Study material Block Start

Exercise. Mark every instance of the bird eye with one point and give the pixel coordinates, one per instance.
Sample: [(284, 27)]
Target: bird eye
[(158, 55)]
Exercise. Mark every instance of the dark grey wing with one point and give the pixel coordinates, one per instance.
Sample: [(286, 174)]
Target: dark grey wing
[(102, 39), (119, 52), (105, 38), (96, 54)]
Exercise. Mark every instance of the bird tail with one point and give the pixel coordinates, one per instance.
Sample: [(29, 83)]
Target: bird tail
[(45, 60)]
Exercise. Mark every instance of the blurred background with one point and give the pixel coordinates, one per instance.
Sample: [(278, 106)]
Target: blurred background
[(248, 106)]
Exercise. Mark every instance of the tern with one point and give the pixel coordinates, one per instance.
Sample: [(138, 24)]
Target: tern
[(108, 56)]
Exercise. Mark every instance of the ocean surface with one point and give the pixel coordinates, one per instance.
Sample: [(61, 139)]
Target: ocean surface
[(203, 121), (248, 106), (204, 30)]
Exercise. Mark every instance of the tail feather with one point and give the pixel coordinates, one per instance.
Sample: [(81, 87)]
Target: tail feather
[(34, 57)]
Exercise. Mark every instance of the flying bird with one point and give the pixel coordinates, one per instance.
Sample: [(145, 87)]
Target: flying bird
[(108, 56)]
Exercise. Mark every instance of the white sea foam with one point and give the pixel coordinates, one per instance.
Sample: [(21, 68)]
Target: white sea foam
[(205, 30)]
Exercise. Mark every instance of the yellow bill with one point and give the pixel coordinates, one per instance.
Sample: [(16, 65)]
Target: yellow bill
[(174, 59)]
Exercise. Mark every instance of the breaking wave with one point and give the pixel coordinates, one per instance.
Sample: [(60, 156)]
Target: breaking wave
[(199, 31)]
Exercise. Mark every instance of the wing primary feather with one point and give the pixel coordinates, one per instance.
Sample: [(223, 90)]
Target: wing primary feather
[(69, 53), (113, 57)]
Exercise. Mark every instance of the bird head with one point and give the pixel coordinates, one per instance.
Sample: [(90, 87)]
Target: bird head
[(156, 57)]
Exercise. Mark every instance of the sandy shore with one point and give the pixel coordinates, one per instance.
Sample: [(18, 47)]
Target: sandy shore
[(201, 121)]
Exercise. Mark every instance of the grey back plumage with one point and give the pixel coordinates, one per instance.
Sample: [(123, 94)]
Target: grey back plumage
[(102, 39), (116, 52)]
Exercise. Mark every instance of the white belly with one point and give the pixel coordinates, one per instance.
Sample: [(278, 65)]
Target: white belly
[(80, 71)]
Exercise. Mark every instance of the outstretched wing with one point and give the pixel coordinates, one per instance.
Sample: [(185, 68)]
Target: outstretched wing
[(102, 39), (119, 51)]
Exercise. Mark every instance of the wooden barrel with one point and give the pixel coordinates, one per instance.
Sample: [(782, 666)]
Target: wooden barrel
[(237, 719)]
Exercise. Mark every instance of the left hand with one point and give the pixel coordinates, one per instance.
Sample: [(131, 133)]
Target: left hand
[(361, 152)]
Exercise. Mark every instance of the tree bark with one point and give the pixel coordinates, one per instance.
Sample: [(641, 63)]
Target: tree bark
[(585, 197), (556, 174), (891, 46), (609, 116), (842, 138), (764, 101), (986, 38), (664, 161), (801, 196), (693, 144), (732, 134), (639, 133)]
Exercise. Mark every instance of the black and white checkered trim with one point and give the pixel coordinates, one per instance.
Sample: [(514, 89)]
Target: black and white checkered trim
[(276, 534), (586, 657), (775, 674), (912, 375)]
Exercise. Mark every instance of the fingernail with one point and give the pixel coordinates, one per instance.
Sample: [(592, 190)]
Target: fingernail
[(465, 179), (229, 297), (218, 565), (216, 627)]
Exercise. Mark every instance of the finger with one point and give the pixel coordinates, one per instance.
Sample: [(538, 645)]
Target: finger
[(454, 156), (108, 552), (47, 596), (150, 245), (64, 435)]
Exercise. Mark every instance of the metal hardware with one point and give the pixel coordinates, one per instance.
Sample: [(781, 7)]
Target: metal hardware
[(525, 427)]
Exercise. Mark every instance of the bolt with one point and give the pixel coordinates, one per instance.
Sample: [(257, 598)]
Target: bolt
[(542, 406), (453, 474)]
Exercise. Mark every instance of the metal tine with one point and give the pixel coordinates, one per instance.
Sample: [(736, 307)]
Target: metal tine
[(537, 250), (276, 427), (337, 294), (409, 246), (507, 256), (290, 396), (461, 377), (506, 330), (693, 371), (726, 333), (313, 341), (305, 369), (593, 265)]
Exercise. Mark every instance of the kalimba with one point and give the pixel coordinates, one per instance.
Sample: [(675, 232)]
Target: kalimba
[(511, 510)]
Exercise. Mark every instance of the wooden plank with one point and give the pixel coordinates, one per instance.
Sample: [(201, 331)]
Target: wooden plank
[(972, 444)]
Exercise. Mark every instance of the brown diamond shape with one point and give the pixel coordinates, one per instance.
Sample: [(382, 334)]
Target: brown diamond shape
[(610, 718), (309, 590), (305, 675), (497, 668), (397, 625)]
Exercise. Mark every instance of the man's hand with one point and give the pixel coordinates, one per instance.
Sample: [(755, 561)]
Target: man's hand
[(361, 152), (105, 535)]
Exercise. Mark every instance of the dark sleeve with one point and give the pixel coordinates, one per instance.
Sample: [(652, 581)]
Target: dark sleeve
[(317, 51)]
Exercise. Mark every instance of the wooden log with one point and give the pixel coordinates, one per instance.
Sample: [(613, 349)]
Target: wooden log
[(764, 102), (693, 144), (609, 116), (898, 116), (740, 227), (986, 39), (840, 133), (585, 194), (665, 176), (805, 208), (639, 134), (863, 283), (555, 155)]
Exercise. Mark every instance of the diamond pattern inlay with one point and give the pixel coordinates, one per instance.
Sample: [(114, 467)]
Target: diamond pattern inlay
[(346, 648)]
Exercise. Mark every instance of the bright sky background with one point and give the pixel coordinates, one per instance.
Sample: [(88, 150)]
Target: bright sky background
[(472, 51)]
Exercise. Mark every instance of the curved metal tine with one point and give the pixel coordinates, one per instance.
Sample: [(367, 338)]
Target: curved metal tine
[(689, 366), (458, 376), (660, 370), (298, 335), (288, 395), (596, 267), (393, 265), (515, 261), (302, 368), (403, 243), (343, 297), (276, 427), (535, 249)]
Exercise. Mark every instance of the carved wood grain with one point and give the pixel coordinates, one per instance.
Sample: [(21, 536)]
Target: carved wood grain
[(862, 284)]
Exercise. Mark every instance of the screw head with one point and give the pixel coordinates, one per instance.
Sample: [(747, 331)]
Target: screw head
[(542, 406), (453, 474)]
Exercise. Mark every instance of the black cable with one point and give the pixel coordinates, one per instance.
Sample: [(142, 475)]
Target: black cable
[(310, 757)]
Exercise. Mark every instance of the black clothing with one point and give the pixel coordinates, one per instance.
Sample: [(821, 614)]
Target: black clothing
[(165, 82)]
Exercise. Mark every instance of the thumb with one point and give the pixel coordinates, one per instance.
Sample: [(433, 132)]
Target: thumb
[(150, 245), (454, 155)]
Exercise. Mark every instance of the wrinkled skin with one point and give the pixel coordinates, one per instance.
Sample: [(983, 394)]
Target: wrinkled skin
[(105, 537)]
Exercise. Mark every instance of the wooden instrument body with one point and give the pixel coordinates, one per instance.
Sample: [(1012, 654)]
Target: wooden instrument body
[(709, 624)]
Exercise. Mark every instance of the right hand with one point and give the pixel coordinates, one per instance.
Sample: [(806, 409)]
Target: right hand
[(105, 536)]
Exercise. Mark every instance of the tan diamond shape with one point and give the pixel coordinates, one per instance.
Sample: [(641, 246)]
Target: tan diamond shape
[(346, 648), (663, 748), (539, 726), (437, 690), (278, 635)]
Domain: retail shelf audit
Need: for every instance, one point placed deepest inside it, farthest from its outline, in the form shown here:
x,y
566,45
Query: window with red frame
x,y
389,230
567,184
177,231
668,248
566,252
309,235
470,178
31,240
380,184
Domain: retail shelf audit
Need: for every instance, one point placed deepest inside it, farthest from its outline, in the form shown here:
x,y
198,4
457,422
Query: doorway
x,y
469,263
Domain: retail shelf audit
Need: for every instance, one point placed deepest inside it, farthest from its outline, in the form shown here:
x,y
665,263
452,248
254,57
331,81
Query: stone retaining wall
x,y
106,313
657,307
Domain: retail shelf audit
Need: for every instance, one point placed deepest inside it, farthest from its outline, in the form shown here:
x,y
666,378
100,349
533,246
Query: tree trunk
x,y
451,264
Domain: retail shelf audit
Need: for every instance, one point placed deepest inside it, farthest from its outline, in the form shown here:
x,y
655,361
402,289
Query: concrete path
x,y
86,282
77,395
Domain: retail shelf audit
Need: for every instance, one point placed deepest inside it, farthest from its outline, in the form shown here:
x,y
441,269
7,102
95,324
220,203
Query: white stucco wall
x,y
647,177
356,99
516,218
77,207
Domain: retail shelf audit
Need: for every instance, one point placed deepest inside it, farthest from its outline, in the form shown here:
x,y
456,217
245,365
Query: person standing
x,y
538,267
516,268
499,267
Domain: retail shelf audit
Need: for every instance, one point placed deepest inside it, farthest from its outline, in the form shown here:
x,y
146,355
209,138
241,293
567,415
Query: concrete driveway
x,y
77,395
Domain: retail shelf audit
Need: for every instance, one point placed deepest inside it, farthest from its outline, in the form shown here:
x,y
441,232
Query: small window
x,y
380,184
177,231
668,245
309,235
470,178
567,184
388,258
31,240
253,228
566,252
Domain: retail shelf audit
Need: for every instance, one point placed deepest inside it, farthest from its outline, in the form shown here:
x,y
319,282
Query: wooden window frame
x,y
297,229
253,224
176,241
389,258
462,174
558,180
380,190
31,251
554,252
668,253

Study material Block End
Study material Block Start

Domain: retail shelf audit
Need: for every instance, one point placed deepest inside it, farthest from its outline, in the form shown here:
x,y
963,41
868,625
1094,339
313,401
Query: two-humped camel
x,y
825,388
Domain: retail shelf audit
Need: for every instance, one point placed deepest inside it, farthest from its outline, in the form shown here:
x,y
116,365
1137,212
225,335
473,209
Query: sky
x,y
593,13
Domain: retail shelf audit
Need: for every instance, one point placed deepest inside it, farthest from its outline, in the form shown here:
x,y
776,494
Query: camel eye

Study material Block End

* [Exercise brief]: The exact lines of the material above starting at the one that contains "Exercise. Mark every instance of the bird eye" and ending at the one that contains "Sample: [(29, 83)]" are what to retype; leave out everything else.

* [Reply to the task]:
Exercise. Mark every instance of the bird eye with one point and give the pixel coordinates, one per instance.
Sample: [(284, 27)]
Target: bird eye
[(158, 55)]
Exercise. Mark every instance of the dark grey wing with one point and give the pixel coordinates, one per instance.
Sample: [(286, 174)]
Target: dark grey wing
[(102, 39), (119, 52), (105, 38), (96, 54)]
Exercise. Mark every instance of the bird tail with one point and give the pixel coordinates, one per instance.
Sample: [(29, 83)]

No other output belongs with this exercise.